◆ **Cosa si chiede**:
[a] Secondo l'articolo su Traiano, fino a quando resta aperta la grande mostra?
[b] Aggiorna l'articolo su Traiano: riscrivi il passo da "Grandi mostre. 6" a "massima estensione territoriale.", mettendo "esposizione" al posto di "mostra".

Grandi mostre. 6
Traiano e l’impero a Roma

“COMMENTARII”DI MARMO

A conclusione delle celebrazioni dei 1900 anni dalla morte di Traiano (53-117), una grande mostra celebra le gesta dell’“optimus princeps” che portò il dominio dell’Urbe alla sua massima estensione territoriale.
Ha un ruolo preminente la celebre colonna coclide che sorge nel Foro di Traiano, testimonianza delle due campagne imperiali per la conquista della Dacia.

Sergio Rinaldi Tufi

Si è celebrato l’anno scorso il millenovecentesimo anniversario della morte di Traiano, ma qualche manifestazione è ancora in corso, come la grande mostra Traiano. Costruire l’impero, creare l’Europa, aperta fino al 16 settembre. Un tributo in certo senso dovuto all’“optimus princeps” che portò l’impero al massimo dell’estensione: con la sua maggiore impresa, la conquista della Dacia (corrispondente in gran parte all’attuale Romania), la già stupefacente lunghezza del confine, o “limes”, salì da 9.564 a 10.159 chilometri. I daci erano un’antica popolazione indoeuropea che, sulla riva sinistra del Danubio, aveva trovato con il re Burebista (I secolo a.C.), e poi soprattutto con Decebalo, unità e coesione, dando filo da torcere a Domiziano fra l’85 e l’89 d.C. Una seria minaccia: Traiano la affrontò con due durissime guerre nel 101-102 e nel 105-106 d.C. Non era in gioco, del resto, solo la sicurezza dei confini: erano nel mirino anche le risorse minerarie del paese e le ingentissime ricchezze del tesoro del re.

◆ **Materiale fornito**:
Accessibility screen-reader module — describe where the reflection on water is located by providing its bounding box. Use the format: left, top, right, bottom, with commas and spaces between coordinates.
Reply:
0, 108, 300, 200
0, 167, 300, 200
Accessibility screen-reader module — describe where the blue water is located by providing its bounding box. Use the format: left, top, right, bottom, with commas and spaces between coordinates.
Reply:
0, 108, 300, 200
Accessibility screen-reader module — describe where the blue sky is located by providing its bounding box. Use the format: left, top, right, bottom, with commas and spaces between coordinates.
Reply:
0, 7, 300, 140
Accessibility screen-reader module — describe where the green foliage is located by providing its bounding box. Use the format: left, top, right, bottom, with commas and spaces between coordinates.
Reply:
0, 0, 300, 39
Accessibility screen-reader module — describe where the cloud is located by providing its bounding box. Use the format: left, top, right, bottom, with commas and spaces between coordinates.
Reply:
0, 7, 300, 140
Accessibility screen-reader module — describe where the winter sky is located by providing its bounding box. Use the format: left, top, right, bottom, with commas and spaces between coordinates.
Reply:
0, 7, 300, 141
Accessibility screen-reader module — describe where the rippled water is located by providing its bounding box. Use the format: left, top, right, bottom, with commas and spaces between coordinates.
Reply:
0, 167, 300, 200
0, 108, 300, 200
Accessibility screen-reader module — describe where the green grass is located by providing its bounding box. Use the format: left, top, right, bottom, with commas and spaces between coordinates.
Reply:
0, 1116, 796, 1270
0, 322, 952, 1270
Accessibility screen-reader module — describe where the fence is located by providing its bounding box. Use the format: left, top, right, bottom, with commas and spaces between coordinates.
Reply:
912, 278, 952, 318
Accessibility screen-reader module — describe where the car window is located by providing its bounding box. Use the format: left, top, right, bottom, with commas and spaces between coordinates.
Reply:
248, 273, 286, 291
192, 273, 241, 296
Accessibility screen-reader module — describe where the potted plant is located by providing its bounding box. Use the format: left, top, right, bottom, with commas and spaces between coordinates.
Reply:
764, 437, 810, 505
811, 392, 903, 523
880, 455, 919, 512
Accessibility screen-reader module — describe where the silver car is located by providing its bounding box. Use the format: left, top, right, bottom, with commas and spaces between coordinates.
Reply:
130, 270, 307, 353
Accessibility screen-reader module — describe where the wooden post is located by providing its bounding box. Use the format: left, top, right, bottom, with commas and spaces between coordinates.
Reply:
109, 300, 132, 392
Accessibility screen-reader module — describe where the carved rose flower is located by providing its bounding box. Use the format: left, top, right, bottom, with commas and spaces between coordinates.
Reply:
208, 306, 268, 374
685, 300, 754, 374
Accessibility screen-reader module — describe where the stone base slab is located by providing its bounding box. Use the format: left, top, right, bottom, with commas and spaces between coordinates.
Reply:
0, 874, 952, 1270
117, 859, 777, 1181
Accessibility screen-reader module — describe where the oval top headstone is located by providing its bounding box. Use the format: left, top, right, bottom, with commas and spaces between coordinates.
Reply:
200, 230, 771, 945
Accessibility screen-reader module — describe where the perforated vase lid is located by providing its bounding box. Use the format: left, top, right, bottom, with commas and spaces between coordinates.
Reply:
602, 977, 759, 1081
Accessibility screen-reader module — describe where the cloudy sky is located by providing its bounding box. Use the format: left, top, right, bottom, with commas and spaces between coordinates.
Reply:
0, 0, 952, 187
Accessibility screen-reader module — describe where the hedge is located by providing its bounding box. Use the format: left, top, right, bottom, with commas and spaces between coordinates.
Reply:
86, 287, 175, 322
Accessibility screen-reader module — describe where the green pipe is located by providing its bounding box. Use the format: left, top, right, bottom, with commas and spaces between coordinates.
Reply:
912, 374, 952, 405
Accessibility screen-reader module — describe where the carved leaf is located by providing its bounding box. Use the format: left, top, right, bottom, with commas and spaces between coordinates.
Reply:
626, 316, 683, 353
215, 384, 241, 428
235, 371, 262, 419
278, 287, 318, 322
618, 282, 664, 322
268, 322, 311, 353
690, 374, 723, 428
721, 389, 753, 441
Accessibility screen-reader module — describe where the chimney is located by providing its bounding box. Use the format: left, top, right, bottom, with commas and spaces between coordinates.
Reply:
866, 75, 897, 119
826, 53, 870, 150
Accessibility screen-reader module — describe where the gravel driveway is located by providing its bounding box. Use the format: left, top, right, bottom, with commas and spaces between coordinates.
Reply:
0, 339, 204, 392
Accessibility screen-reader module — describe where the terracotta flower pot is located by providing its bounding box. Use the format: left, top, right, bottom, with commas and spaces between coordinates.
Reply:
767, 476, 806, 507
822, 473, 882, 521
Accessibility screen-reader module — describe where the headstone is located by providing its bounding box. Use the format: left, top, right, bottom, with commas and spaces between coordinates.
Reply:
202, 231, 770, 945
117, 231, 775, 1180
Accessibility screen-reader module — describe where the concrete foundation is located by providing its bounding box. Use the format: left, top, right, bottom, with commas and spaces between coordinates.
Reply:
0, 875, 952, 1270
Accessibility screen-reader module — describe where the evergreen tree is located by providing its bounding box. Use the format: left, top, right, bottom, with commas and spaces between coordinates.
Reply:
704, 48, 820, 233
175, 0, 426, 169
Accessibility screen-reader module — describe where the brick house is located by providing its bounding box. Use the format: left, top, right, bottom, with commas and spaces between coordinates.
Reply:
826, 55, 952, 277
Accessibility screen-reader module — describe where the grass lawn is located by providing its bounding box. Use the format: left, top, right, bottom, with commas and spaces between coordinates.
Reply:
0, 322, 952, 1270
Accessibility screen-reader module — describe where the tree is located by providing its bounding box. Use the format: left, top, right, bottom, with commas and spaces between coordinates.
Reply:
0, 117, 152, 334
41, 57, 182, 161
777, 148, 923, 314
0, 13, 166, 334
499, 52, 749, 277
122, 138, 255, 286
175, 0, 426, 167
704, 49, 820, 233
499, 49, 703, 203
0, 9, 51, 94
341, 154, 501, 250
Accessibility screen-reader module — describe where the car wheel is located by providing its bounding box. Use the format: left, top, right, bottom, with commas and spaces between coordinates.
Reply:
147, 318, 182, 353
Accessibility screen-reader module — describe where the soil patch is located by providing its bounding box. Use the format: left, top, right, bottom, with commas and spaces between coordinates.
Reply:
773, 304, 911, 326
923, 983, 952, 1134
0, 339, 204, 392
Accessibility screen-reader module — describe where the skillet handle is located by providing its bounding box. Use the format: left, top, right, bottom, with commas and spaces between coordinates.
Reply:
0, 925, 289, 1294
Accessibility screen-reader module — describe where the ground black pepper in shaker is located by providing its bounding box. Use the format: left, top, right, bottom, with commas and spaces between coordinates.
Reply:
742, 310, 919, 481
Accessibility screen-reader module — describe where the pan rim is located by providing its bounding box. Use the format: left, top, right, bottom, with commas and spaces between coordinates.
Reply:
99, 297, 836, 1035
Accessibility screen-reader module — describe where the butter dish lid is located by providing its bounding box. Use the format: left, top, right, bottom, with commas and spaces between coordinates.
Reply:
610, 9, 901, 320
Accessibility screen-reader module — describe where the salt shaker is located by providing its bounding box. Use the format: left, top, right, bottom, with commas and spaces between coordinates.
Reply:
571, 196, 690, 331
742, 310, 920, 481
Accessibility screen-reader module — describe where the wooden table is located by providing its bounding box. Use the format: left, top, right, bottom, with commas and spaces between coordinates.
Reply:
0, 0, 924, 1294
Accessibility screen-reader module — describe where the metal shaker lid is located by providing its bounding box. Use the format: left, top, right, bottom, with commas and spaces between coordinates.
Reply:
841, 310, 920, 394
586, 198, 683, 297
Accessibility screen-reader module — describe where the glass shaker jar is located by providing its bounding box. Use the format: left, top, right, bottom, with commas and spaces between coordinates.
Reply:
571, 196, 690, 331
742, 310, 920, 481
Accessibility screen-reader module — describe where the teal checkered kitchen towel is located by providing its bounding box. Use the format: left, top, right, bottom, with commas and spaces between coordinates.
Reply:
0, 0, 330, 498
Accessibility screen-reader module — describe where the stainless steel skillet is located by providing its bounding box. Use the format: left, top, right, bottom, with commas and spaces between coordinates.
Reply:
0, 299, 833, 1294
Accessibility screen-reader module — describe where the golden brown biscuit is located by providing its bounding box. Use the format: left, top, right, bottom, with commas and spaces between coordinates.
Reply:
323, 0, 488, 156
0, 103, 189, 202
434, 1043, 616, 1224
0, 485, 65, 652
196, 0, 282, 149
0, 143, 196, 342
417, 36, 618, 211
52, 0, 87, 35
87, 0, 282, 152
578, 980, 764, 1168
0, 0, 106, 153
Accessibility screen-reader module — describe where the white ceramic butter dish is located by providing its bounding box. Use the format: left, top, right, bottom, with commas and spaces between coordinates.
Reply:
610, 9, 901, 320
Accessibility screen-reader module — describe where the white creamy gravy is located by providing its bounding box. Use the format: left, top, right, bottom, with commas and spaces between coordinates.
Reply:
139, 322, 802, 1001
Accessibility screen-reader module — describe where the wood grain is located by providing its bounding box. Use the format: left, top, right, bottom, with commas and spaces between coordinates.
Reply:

◆ **Risposte attese**:
[a] Fino al 16 settembre.

[b]
Grandi mostre. 6
Traiano e l’impero a Roma

“COMMENTARII”DI MARMO

A conclusione delle celebrazioni dei 1900 anni dalla morte di Traiano (53-117), una grande esposizione celebra le gesta dell’“optimus princeps” che portò il dominio dell’Urbe alla sua massima estensione territoriale.